TESTO DEL DOCUMENTO:
⟨
Il passaggio dal rublo sovietico alle monete nazionali, inizialmente per lo più inconvertibili, spesso limitava il commercio a transazioni bilaterali di baratto bilanciato o con deficit liquidati in dollari o altre valute estere scarse, causando il crollo del commercio all‟interno dell‟ex-area del rublo (ulteriori fattori del crollo erano il passaggio da prezzi politici pianificati a prezzi internazionali di mercato, e la cessazione dei trasferimenti inter-repubblicani che prima avevano luogo attraverso il bilancio dell‟Unione).

Fenomeni simili caratterizzavano anche la dis-integrazione del Consiglio di Mutua Assistenza Economica, o Comecon, il blocco commerciale che includeva la maggior parte dei paesi socialisti europei e che venne a cessare formalmente nel settembre del 1991: i saldi commerciali bilaterali, prima contabilizzati automaticamente in rubli trasferibili (una valuta puramente virtuale), accumulati senza interessi e gradualmente smaltiti nel corso del tempo, ora dovevano essere anch‟essi regolati istantaneamente in valute pregiate scarse, con effetti recessivi. Lo stesso accadeva con la dis-integrazione della Federazione Ceco-Slovacca e di quella (per di più accompagnata da sanguinose guerre civili ed esterne) della Federazione Jugoslava.

La recessione dei paesi della transizione va dal 18% del PIL in tre anni in Polonia, a una recessione prolungata del 65% del PIL in Moldova. Anche tenendo conto di una possible esagerazione statistica di questo fenomeno, un osservatore imparziale come Bob Mundell (1997) ci conferma che questa recessione è stata in realtà molto più grave di quella del 1929-32, anzi, anche di quella dovuta alla Peste Nera del quattordicesimo secolo che, essendo accompagnata da un parallelo declino della popolazione, almeno ne preservava i livelli di consumo.
⟩
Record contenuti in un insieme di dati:
⟨
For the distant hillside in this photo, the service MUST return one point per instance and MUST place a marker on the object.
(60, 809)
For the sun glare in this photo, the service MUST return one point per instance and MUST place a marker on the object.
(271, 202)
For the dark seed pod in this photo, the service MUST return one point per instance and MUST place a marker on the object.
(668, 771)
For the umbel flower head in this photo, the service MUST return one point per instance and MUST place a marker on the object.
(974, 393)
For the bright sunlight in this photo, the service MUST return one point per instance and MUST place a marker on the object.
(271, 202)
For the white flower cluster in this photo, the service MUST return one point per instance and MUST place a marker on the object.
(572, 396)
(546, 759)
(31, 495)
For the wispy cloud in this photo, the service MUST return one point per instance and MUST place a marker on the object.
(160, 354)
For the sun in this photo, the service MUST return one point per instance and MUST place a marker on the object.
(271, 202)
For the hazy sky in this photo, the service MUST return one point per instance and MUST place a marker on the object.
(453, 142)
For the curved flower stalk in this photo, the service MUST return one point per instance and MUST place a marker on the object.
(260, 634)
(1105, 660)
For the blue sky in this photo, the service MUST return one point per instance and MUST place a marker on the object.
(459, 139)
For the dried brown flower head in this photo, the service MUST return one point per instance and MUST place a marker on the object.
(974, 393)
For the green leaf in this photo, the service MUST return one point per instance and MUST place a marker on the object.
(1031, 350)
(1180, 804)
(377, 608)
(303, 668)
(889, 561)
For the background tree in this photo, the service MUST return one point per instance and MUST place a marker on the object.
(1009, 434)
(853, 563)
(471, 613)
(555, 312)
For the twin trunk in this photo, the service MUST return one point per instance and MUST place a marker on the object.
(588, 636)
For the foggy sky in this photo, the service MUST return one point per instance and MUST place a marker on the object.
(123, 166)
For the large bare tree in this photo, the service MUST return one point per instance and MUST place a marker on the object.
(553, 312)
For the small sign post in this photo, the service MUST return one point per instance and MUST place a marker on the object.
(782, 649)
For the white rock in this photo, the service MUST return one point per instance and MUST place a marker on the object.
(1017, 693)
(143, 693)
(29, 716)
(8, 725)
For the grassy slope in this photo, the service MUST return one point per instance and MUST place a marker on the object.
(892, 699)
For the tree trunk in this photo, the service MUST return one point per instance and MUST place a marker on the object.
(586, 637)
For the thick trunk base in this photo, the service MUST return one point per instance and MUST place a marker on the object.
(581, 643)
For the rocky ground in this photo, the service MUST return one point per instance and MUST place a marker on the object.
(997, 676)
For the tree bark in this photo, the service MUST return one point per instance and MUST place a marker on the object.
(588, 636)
⟩
PROBLEMI DA RISOLVERE:
a: Secondo il testo sulla dissoluzione dell'area del rublo, quando cessò formalmente il Comecon?
b: Prosegui il testo sulla recessione dei paesi della transizione dopo la sua ultima frase.

RISULTATI:
a: Nel settembre del 1991.

b:
Naturalmente questa straordinaria recessione era in gran parte dovuta al cambiamento sistemico, ossia al passaggio dalla pianificazione al mercato, da proprietà e impresa pubbliche a quelle private, dall‟autarchia alla apertura al commercio e agli investimenti esteri. Ma Mundell conferma che la causa principale di questa recessione era proprio la dis-integrazione economica e valutaria che accompagnò la transizione post-socialista dei paesi che vi erano coinvolti. Senza dubbio se il default di un grande paese dell‟euro, o un default multiplo, fosse seguito dalla re-introduzione di monete nazionali, ne seguirebbe una caduta degli scambi commerciali all‟interno e con l‟esterno dell‟area talmente drastica da causare una vasta recessione senza precedenti.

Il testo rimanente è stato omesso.